## Required task A
List every numbered Final Fantasy game that the Final Fantasy essay mentions by name.
## Required task B
Return the passage of the Final Fantasy essay from "There is an" to "with conservative attitudes." word for word.
## Required task C
According to the Final Fantasy essay, what has let games move toward storylines that reflect modern social and political issues? Answer in one to three sentences.

## Page text
● ● ● ●
SPOILERS FOR: Final Fantasy Series

There is an issue which has had me pondering almost since the FF4 SNES days. It became particularly strong with the release of FF7 and has been hanging in the air in any room full of RPG fans ever since. That issue is Final Fantasy fans with conservative attitudes.

Given, the RPG genre's roots in swords and dragons, save the princess and all that lent themselves well to being fairly apolitical, but now that games have thankfully been able to move into more complex storylines due to improved technology, we have been seeing games which more closely reflect modern social and political issues. Perhaps the best example of this, and certainly the most mainstream popular, is the Final Fantasy series.

Throughout many of the Final Fantasy games, we see several major themes which, whether or not they are directly integral to the storyline, strike gamers which pay more than a little attention. One is capitalism and what happens when greed and power go out of control. This was the more "innocent" good vs. evil variety back in FF1 (US version), but by FF4 the theme of power-hungry world entities seeking ultimate power at the expense of entire races and the life of the planet itself emerged. This theme grew much stronger in FF7. Not only that, but the traditional and easily recognizeable images of the bureaucrat or businessman, such as Kefka (before we knew he was an insane mutant) and FF7's Rufus, ram home this theme by carelessly endangering the world in their pursuit of power and fame or wealth, and do a very good job of making a solution of the ongoing problems in the world harder for the protagonists. In addition, in nearly every FF game we see big divisions between rich and poor; generally the worlds tend to consist seemingly of 80-90% subsistence level agricultural or simple towns supporting sometimes only 1 or 2 major cities with extremely high technology and conveniences. This is again particularly true of FF7 with Midgar.
● ● ● ●
Records:

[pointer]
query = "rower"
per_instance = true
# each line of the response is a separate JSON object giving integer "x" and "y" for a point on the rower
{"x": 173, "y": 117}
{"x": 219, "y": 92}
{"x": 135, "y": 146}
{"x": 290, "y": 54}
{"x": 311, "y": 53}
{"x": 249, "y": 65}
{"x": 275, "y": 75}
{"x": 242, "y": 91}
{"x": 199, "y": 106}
● ● ● ●
## Written answer A
FF4, FF7, FF1

## Written answer B
There is an issue which has had me pondering almost since the FF4 SNES days. It became particularly strong with the release of FF7 and has been hanging in the air in any room full of RPG fans ever since. That issue is Final Fantasy fans with conservative attitudes.

## Written answer C
Improved technology has let games take on more complex storylines. As a result, games now reflect modern social and political issues more closely than the earlier, fairly apolitical swords-and-dragons RPGs did.